▶ Trecho citado:
──────────────────────────────

Eu estava aqui pensando com meus botões, mas, como a roupa que uso não tem botão algum, acabei lembrando do Arnaldo Baptista.
Um cara que, desde antes dos Mutantes até depois de hoje, deixa bom tudo o que toca - há mais de 40 anos. Não que precisasse tanto o cara que fez um verso como “meu trem/ você vai demorar/ estou cansado/ onde é meu lar?”.
Daí, lembrei que o Sérgio e o Thadeu fizeram um poema só com frases desentranhadas de entrevistas do Arnaldo:
o a e o z
pulou na frente quando era pra eu pular
no futuro haverá um museu cheio de novidades:
amplificadores valvulados, guitarras gibson e energia solar
explicações que minha profundidade tem a dar:
no transístor a distorção é sibilante!
meu sonho pessoal amplificado em milhões de watts
o equipamento vai me deixar transmitir isso?
(Sérgio Viralobos e Thadeu Wojciechowski)
Lembro também que, quando voltou à ativa nos palcos, diziam que o Arnaldo Baptista estava maluco e não levaram à sério sua insistência de que era preciso voltar a usar os amplificadores valvulados em shows profissionais. Hoje a ciência sabe que ele tinha razão. No auge dos Mutantes, era um modelo, um ícone, um símbolo e imagino que isso não deve ter sido fácil para um ser com sua estranha sensibilidade. O bando é cruel e, depois de um tempo, acha que sabe como você deve ser melhor do que você saberia.
Pois foi então emendei outra recordação, uma obra prima da mesma dupla de poetas sobre esse assunto:
abraço aos amigos ursos
um rosto que nunca vi mais fino
chegando, sorrindo e me nomeando:
- ó, chefe dos escoteiros junkies!

──────────────────────────────

▶ Dados:
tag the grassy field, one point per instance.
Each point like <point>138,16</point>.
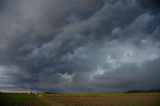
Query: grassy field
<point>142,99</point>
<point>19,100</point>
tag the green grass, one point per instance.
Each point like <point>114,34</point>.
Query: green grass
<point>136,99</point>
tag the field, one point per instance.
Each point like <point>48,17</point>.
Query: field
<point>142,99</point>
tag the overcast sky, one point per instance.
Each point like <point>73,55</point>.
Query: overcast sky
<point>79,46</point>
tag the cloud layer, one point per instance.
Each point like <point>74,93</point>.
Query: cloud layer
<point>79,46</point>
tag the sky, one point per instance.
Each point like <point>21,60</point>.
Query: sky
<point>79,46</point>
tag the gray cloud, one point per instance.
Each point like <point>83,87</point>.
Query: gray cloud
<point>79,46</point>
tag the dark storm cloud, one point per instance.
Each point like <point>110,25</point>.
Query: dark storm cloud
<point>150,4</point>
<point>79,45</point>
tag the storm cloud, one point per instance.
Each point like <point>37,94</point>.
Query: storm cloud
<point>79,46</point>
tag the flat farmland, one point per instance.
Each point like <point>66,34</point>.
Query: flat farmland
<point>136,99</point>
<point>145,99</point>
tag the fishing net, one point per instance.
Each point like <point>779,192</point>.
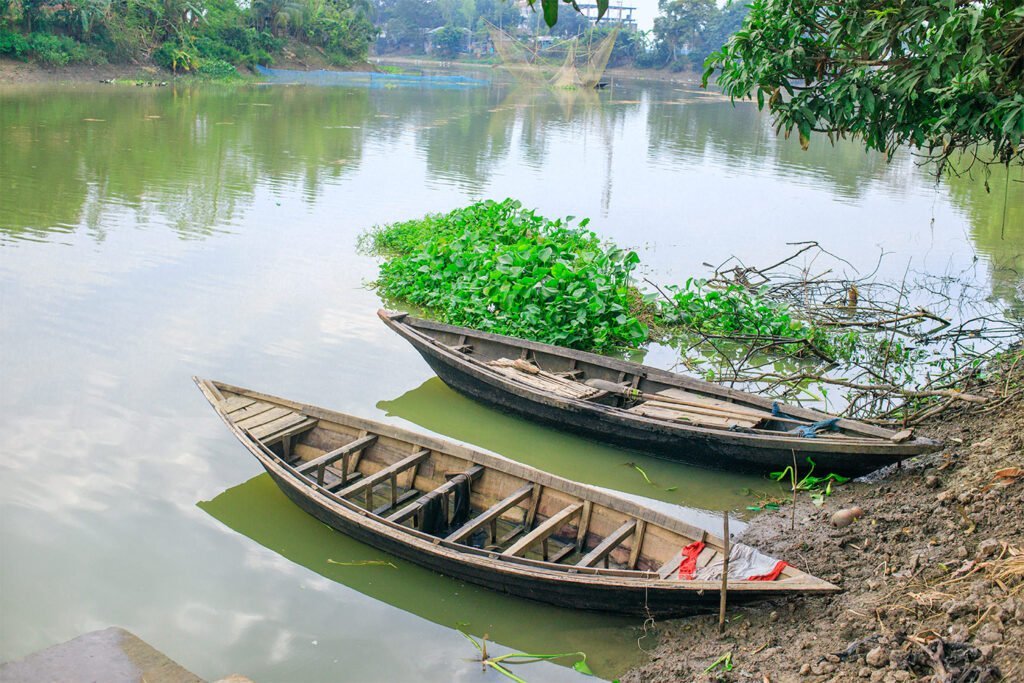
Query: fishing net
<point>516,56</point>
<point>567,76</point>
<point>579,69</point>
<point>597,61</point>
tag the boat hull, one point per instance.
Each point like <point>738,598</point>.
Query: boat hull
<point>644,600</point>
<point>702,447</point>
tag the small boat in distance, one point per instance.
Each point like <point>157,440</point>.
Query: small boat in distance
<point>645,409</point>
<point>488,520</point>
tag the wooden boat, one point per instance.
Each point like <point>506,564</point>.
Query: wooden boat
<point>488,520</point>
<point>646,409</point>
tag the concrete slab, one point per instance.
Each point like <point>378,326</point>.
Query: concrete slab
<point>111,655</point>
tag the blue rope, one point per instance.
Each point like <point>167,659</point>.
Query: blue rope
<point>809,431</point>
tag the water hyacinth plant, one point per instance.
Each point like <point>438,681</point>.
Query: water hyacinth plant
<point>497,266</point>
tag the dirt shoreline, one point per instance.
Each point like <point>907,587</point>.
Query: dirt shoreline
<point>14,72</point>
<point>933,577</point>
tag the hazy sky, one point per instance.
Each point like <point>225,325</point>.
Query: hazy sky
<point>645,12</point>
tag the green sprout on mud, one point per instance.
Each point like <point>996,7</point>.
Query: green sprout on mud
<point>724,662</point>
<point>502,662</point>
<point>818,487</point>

──────────────────────────────

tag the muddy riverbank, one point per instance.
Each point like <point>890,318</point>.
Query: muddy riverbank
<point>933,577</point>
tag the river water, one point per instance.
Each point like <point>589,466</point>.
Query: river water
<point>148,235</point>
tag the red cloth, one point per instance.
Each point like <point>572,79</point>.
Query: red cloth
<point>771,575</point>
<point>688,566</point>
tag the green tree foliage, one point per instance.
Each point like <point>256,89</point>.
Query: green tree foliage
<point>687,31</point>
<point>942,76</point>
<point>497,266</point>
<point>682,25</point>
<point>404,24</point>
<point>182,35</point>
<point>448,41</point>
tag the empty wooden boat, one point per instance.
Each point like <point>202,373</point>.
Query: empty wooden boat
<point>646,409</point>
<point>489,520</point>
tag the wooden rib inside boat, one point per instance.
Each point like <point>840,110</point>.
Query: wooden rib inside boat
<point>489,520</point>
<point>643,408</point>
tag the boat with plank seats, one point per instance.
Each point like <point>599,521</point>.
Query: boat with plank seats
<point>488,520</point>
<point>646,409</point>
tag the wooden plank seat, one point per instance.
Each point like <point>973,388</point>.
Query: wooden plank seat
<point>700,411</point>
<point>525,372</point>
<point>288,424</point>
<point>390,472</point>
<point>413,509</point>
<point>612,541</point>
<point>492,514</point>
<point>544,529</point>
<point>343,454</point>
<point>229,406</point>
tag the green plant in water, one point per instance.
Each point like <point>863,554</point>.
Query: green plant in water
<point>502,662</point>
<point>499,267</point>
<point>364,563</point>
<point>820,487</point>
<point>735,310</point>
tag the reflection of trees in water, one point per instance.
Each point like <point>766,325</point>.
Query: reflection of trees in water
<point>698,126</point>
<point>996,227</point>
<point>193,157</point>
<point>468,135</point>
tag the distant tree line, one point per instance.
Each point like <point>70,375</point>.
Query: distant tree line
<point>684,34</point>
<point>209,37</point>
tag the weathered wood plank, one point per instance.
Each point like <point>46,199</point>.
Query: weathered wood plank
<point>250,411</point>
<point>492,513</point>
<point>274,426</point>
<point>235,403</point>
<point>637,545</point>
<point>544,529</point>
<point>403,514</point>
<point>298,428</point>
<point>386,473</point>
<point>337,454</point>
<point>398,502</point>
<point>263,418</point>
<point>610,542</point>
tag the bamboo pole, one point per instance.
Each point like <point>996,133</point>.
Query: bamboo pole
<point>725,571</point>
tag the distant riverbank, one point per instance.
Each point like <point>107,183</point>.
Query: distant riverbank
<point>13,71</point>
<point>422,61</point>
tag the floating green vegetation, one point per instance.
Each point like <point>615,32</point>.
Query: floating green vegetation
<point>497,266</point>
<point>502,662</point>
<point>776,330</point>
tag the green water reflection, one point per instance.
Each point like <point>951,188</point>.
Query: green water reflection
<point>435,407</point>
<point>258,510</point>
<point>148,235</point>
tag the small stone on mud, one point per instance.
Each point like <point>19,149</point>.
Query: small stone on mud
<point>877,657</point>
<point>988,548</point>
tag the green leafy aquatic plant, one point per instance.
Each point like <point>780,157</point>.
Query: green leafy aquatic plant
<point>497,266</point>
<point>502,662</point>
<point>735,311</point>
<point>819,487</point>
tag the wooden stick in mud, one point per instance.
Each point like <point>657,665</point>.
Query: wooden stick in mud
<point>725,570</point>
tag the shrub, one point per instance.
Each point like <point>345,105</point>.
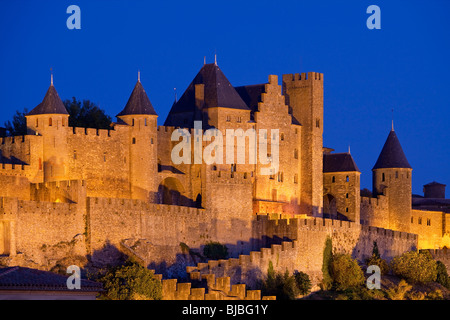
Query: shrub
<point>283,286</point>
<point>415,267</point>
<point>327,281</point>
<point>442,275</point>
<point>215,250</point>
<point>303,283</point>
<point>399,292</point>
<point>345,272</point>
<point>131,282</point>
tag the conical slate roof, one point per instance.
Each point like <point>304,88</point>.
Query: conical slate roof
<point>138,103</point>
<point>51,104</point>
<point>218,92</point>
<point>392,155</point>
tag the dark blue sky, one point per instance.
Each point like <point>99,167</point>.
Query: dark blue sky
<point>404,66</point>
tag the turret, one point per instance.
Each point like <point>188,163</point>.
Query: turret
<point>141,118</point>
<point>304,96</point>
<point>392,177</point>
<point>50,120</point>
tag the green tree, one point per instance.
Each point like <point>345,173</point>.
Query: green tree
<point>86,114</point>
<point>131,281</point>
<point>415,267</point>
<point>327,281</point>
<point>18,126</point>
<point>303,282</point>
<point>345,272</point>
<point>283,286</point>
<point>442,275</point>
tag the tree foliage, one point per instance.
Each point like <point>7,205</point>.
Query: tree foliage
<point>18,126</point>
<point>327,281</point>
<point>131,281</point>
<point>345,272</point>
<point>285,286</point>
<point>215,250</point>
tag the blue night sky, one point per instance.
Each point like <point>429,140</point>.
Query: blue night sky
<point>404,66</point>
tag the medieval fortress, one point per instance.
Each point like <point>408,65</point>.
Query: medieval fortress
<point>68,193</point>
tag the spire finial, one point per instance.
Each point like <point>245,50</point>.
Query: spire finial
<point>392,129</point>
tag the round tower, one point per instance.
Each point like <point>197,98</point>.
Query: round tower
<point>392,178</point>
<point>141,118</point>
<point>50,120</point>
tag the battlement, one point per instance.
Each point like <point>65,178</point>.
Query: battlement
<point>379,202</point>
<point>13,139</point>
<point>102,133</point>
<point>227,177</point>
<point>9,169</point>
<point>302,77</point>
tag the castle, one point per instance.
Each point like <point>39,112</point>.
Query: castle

──────────────────────────────

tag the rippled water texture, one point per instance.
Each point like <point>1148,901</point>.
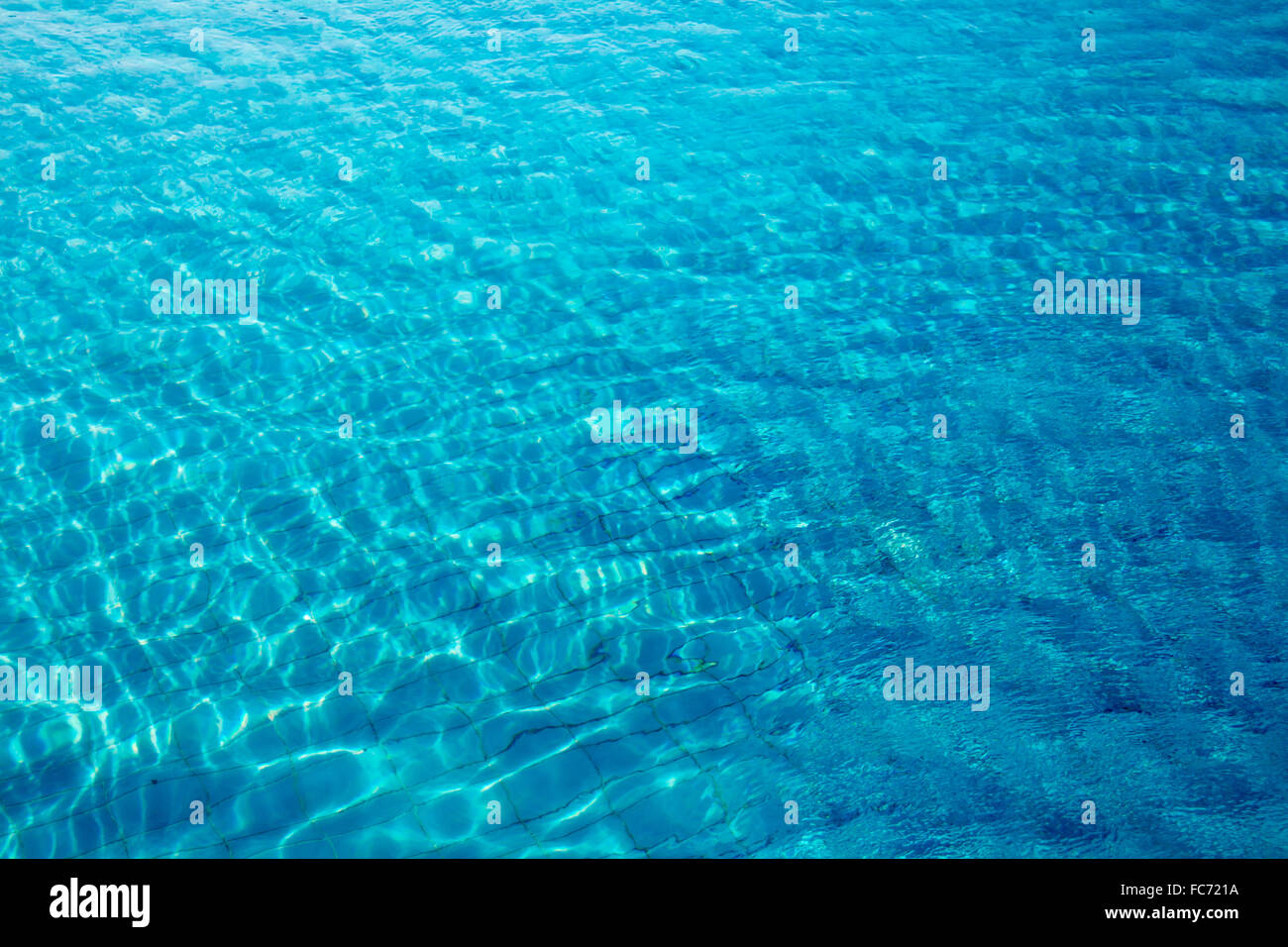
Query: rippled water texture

──────────────────────────────

▶ Tarefa 1:
De acordo com o trecho citado, de onde foram tiradas as frases do poema que Sérgio e Thadeu fizeram?
▶ Tarefa 2:
Substitua "museu" por "arquivo" no trecho citado e escreva de novo a parte que vai de "Um cara que, desde" a "distorção é sibilante!".

▶ Resposta 1:
De entrevistas do Arnaldo Baptista.

▶ Resposta 2:
Um cara que, desde antes dos Mutantes até depois de hoje, deixa bom tudo o que toca - há mais de 40 anos. Não que precisasse tanto o cara que fez um verso como “meu trem/ você vai demorar/ estou cansado/ onde é meu lar?”.
Daí, lembrei que o Sérgio e o Thadeu fizeram um poema só com frases desentranhadas de entrevistas do Arnaldo:
o a e o z
pulou na frente quando era pra eu pular
no futuro haverá um arquivo cheio de novidades:
amplificadores valvulados, guitarras gibson e energia solar
explicações que minha profundidade tem a dar:
no transístor a distorção é sibilante!